─── LISTING
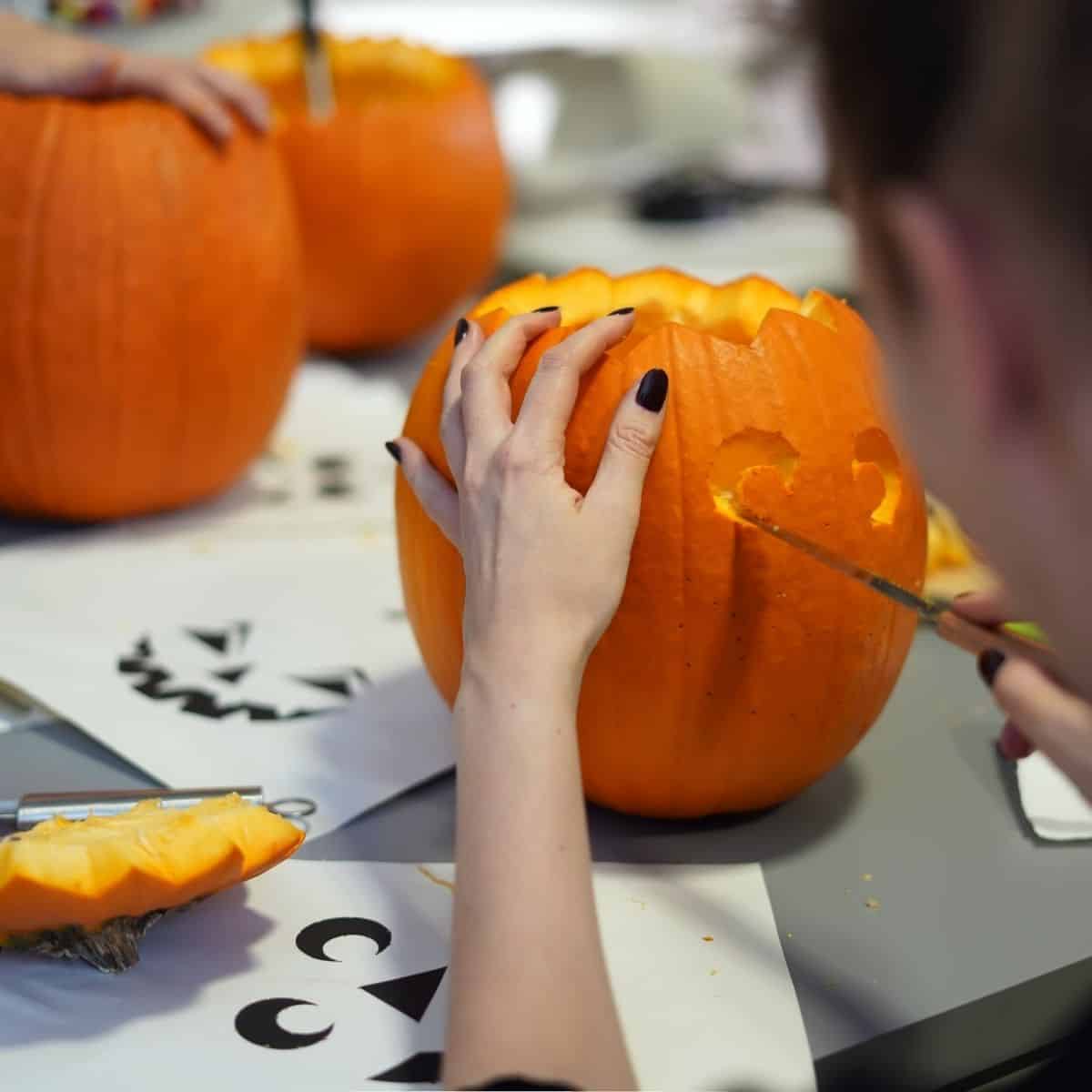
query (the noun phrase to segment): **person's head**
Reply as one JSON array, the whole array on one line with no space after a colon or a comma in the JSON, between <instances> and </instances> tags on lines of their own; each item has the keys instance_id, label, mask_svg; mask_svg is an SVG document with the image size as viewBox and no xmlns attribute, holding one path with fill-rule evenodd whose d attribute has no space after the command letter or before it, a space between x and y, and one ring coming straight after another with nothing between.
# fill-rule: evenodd
<instances>
[{"instance_id":1,"label":"person's head","mask_svg":"<svg viewBox=\"0 0 1092 1092\"><path fill-rule=\"evenodd\" d=\"M1092 3L798 0L798 15L926 483L1063 651L1087 650Z\"/></svg>"}]
</instances>

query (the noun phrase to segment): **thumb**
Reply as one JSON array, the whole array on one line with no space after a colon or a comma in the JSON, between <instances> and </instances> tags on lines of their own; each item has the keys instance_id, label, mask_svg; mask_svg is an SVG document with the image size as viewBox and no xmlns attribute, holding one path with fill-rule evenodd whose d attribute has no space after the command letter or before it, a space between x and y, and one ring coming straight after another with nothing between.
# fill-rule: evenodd
<instances>
[{"instance_id":1,"label":"thumb","mask_svg":"<svg viewBox=\"0 0 1092 1092\"><path fill-rule=\"evenodd\" d=\"M1092 802L1092 707L1023 660L995 667L993 691L1020 735Z\"/></svg>"},{"instance_id":2,"label":"thumb","mask_svg":"<svg viewBox=\"0 0 1092 1092\"><path fill-rule=\"evenodd\" d=\"M402 467L402 473L425 513L458 549L459 494L451 483L428 461L428 455L413 440L405 437L391 440L387 450Z\"/></svg>"},{"instance_id":3,"label":"thumb","mask_svg":"<svg viewBox=\"0 0 1092 1092\"><path fill-rule=\"evenodd\" d=\"M585 510L624 514L631 534L641 511L644 477L663 431L666 401L667 372L662 368L646 371L618 406L600 468L584 500Z\"/></svg>"}]
</instances>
──────
CHALLENGE
Copy the records verbatim from the line with "query (the noun phrase to segment): **thumb**" through the last line of the records, both ends included.

RESULT OF THE TASK
query (the noun phrase to segment): **thumb**
Reply as one JSON array, the whole array on one line with no space after a colon or a comma in the JSON, between <instances> and </instances> tags on lines of their own; each item has the keys instance_id, label, mask_svg; mask_svg is an SVG document with the image size as viewBox and no xmlns attribute, holding one path with fill-rule evenodd whose d attribute has no space after the command letter or before it, a space between x and y, and one ring coming straight after another with nothing between.
# fill-rule: evenodd
<instances>
[{"instance_id":1,"label":"thumb","mask_svg":"<svg viewBox=\"0 0 1092 1092\"><path fill-rule=\"evenodd\" d=\"M1092 802L1092 707L1023 660L995 667L993 691L1020 735Z\"/></svg>"},{"instance_id":2,"label":"thumb","mask_svg":"<svg viewBox=\"0 0 1092 1092\"><path fill-rule=\"evenodd\" d=\"M402 467L402 473L425 513L458 549L459 494L451 483L428 461L428 455L413 440L405 437L391 440L387 450Z\"/></svg>"},{"instance_id":3,"label":"thumb","mask_svg":"<svg viewBox=\"0 0 1092 1092\"><path fill-rule=\"evenodd\" d=\"M585 510L624 514L631 534L641 511L644 477L663 431L666 401L667 372L662 368L646 371L618 406L600 468L584 500Z\"/></svg>"}]
</instances>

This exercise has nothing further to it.